**DATA SUPPLIED**
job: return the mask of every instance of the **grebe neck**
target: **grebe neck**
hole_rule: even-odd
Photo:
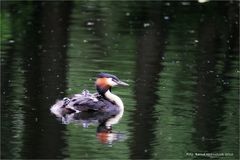
[[[119,113],[117,115],[115,115],[114,117],[108,119],[105,123],[105,125],[109,128],[113,124],[117,124],[118,121],[122,118],[123,112],[124,112],[124,105],[123,105],[121,98],[119,98],[117,95],[111,93],[109,90],[104,95],[108,100],[114,102],[119,107]]]
[[[119,98],[117,95],[113,94],[112,92],[110,92],[110,90],[108,90],[107,92],[104,93],[104,96],[110,100],[111,102],[115,103],[118,107],[120,111],[124,110],[124,106],[123,106],[123,102],[121,100],[121,98]]]

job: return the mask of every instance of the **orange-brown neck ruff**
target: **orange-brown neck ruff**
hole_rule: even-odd
[[[96,80],[96,88],[98,93],[104,96],[104,93],[107,92],[107,90],[110,90],[111,87],[107,83],[107,78],[98,78]]]

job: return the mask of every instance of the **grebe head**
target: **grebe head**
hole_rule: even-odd
[[[97,75],[96,88],[100,94],[104,94],[108,90],[111,90],[113,86],[128,86],[127,83],[121,81],[118,77],[108,73],[100,73]]]

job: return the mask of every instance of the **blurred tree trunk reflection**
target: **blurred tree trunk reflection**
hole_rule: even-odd
[[[131,116],[132,122],[134,122],[132,124],[134,128],[133,143],[130,144],[131,159],[153,158],[152,144],[156,138],[154,130],[157,117],[154,116],[154,106],[159,99],[156,91],[159,73],[162,70],[161,60],[166,40],[166,31],[163,26],[166,24],[160,18],[163,17],[162,12],[153,13],[151,8],[146,12],[147,14],[142,15],[144,21],[140,24],[151,22],[150,26],[136,38],[138,39],[135,73],[136,111]]]
[[[63,158],[63,130],[49,108],[66,90],[70,2],[37,2],[23,48],[26,101],[22,158]],[[31,44],[31,45],[30,45]]]
[[[219,21],[217,15],[228,13],[228,10],[233,5],[229,7],[225,3],[220,3],[216,4],[215,7],[215,11],[218,13],[210,13],[210,15],[205,16],[200,26],[199,48],[201,50],[197,58],[197,114],[194,120],[196,131],[193,133],[193,141],[197,148],[200,151],[210,153],[219,151],[222,145],[219,137],[226,128],[226,126],[221,124],[224,122],[226,110],[224,108],[226,103],[224,94],[228,91],[228,86],[225,84],[228,78],[224,76],[224,72],[229,73],[232,69],[230,59],[228,58],[222,60],[225,61],[223,68],[218,67],[219,58],[229,57],[228,54],[230,52],[227,50],[232,44],[225,44],[229,40],[229,35],[226,35],[228,31],[221,27],[226,27],[228,24]],[[235,14],[236,12],[233,13]],[[231,15],[231,17],[234,16]],[[227,19],[229,20],[230,18],[227,17]],[[234,26],[235,22],[229,21],[229,23]],[[238,35],[236,33],[228,34]],[[226,52],[224,56],[219,55],[221,52],[218,51],[217,47],[221,46],[221,43],[225,45]]]

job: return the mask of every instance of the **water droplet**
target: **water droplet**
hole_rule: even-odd
[[[146,28],[146,27],[149,27],[150,26],[150,23],[144,23],[143,24],[143,27]]]
[[[93,26],[94,22],[87,22],[87,26]]]
[[[199,41],[197,39],[194,40],[195,43],[198,43]]]
[[[11,40],[9,40],[8,42],[9,42],[9,43],[14,43],[15,41],[11,39]]]
[[[169,17],[169,16],[164,16],[164,19],[165,19],[165,20],[169,20],[170,17]]]

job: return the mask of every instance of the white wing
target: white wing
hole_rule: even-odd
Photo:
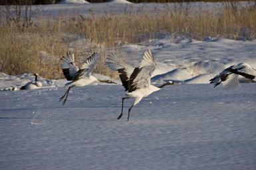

**REQUEST**
None of the pictures should appear; repeat the records exactly otherwise.

**EXERCISE RESPONSE**
job: return the mask of every instance of the **grebe neck**
target: **grebe neck**
hole_rule: even-odd
Photo:
[[[119,113],[117,115],[115,115],[114,117],[108,119],[105,123],[105,125],[109,128],[113,124],[117,124],[118,121],[122,118],[123,112],[124,112],[124,105],[123,105],[121,98],[119,98],[117,95],[111,93],[109,90],[104,95],[108,100],[114,102],[119,107]]]
[[[119,98],[117,95],[113,94],[112,92],[110,92],[110,90],[108,90],[107,92],[104,93],[104,96],[110,100],[111,102],[115,103],[118,107],[120,111],[124,110],[124,106],[123,106],[123,102],[121,100],[121,98]]]

job: return the mask of every instance of the **orange-brown neck ruff**
target: **orange-brown neck ruff**
hole_rule: even-odd
[[[96,80],[96,88],[98,93],[104,96],[104,93],[107,92],[107,90],[110,90],[111,87],[107,83],[107,78],[98,78]]]

job: return the mask of every instance of the **grebe head**
target: **grebe head**
hole_rule: even-odd
[[[97,75],[96,88],[100,94],[104,94],[108,90],[111,90],[113,86],[128,86],[127,83],[121,81],[118,77],[108,73],[100,73]]]

job: return the mask of every instance of the **blurred tree trunk reflection**
target: **blurred tree trunk reflection**
hole_rule: even-odd
[[[131,116],[132,122],[134,122],[132,124],[134,128],[133,143],[130,144],[131,159],[153,158],[152,144],[156,138],[154,130],[157,117],[154,116],[154,106],[159,99],[156,91],[159,73],[162,70],[161,60],[166,40],[166,31],[163,26],[166,24],[160,18],[163,17],[162,12],[153,13],[151,8],[146,12],[147,14],[142,15],[144,21],[140,24],[151,22],[150,26],[136,38],[138,39],[135,73],[136,111]]]
[[[63,158],[63,130],[49,108],[66,90],[70,2],[37,2],[23,48],[26,101],[22,158]],[[31,44],[31,45],[30,45]]]
[[[219,21],[217,15],[228,13],[228,10],[233,5],[229,7],[225,3],[220,3],[216,4],[215,7],[215,11],[218,13],[210,13],[210,15],[205,16],[200,26],[199,48],[201,50],[197,58],[197,114],[194,120],[196,131],[193,133],[193,141],[197,148],[200,151],[210,153],[219,151],[222,145],[219,137],[226,128],[226,126],[221,124],[224,122],[226,110],[224,108],[226,103],[224,94],[228,91],[228,86],[225,84],[228,78],[224,76],[224,72],[229,73],[232,69],[230,59],[228,58],[222,60],[225,61],[223,68],[218,67],[219,58],[229,57],[228,54],[230,52],[227,50],[232,44],[225,44],[229,40],[229,35],[226,35],[228,31],[221,27],[226,27],[228,24]],[[235,14],[236,12],[233,13]],[[231,15],[231,17],[234,16]],[[227,19],[229,20],[230,18],[227,17]],[[234,26],[235,22],[229,21],[229,23]],[[238,35],[236,33],[228,34]],[[226,52],[224,56],[219,55],[221,52],[218,51],[217,47],[221,46],[221,43],[225,45]]]

job: return the mask of every instance of the **water droplet**
target: **water droplet**
hole_rule: even-odd
[[[146,28],[146,27],[149,27],[150,26],[150,23],[144,23],[143,24],[143,27]]]
[[[93,26],[94,22],[87,22],[87,26]]]
[[[199,41],[197,39],[194,40],[195,43],[198,43]]]
[[[11,40],[9,40],[8,42],[9,42],[9,43],[14,43],[15,41],[11,39]]]
[[[169,17],[169,16],[164,16],[164,19],[165,19],[165,20],[169,20],[170,17]]]

job: return the mask of every instance of the white wing
target: white wing
hole_rule: even-odd
Photo:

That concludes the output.